> **TASK STATEMENT**
All of the data needs to be repeated exactly.

> **INPUT**
========
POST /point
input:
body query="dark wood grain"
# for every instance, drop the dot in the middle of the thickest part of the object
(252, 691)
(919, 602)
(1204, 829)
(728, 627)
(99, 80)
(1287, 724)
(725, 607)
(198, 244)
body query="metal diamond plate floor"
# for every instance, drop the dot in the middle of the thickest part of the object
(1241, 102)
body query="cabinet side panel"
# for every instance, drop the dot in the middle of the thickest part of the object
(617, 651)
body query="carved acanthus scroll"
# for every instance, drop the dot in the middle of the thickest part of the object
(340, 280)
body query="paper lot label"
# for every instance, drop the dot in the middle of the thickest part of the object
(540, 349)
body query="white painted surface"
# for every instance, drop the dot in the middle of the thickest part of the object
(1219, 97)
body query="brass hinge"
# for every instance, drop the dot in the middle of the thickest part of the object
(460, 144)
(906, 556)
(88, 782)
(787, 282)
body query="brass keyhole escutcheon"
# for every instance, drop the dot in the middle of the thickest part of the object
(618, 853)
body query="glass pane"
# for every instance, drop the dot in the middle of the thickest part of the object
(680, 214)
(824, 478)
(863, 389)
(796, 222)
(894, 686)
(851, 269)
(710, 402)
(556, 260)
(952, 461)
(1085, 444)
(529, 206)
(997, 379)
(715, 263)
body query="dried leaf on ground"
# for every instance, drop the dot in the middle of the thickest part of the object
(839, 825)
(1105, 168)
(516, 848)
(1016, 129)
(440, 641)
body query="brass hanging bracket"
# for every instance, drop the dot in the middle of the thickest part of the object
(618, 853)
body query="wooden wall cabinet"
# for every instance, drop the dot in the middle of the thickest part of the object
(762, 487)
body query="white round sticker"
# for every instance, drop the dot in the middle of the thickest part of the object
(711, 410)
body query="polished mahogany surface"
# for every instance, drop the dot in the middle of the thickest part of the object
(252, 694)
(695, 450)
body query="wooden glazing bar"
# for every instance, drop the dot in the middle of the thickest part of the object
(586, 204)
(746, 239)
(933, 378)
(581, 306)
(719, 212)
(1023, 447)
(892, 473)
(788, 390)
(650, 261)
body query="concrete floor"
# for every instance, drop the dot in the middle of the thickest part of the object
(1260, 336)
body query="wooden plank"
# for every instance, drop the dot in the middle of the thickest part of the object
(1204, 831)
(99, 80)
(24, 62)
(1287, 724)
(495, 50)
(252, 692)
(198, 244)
========
> **COMPLETE OUTPUT**
POST /point
input:
body query="dark wood grain"
# for every instance, drop the dot in the middle of the thickest part of the object
(252, 691)
(919, 602)
(1204, 829)
(728, 627)
(99, 80)
(1287, 724)
(725, 607)
(198, 244)
body query="metal diamond plate floor"
# for every instance, drop the dot in the middle of the thickest part of the object
(1241, 102)
body query="cabinet side panel"
# for every instance, drop the dot in the middle of the thickest part of the object
(617, 651)
body query="carved acanthus scroll"
# for every instance, drop the dot in the middle of the thickest part of the object
(340, 280)
body query="paper lot label"
# for every instance, drop the dot in the middle of the thickest part of the object
(540, 349)
body query="white painted surface"
# for every instance, drop the dot in the middle of the thickest part of the object
(1219, 97)
body query="brass hinge"
# for every instance, drop the dot in the middle of the thickest part of the object
(460, 144)
(906, 556)
(88, 782)
(787, 282)
body query="brass keyhole escutcheon"
# for every instance, drop the dot in the middle of the thickest part of the object
(618, 853)
body query="glass pane"
# for every instance, drop the dot in the middle of the thickest part of the object
(680, 214)
(824, 478)
(863, 389)
(796, 222)
(894, 686)
(851, 269)
(710, 402)
(556, 260)
(952, 461)
(1085, 444)
(529, 206)
(997, 379)
(715, 263)
body query="dried leaf on ground"
# for every instance, drop the dot in the middle of the thickest part of the object
(839, 825)
(1105, 168)
(516, 848)
(1016, 129)
(440, 641)
body query="brass hanging bracket"
# for every instance, drop the dot in the middle of the thickest part of the object
(618, 853)
body query="wooden wall cabinet"
# for every instance, drop the dot in the middle of the thickest part of the object
(762, 487)
body query="white round sticker"
# for every instance, drop the dot in the middle of the thickest part of the object
(711, 410)
body query="polished mahogany surface"
# for every instance, drop the dot in the middle of the thickest part of the object
(252, 694)
(695, 450)
body query="wooden glazing bar"
# for every instance, drop the dot in the middle of the thickest part of the object
(586, 204)
(746, 239)
(933, 378)
(581, 306)
(719, 212)
(1023, 447)
(892, 473)
(788, 390)
(650, 261)
body query="concrete floor"
# for every instance, drop the dot in the middle of the thickest part of the object
(1260, 336)
body query="wooden plank"
# for every instance, drop the dot in the middle of the thickest part of the object
(1204, 831)
(99, 80)
(24, 62)
(1287, 724)
(495, 50)
(252, 692)
(198, 244)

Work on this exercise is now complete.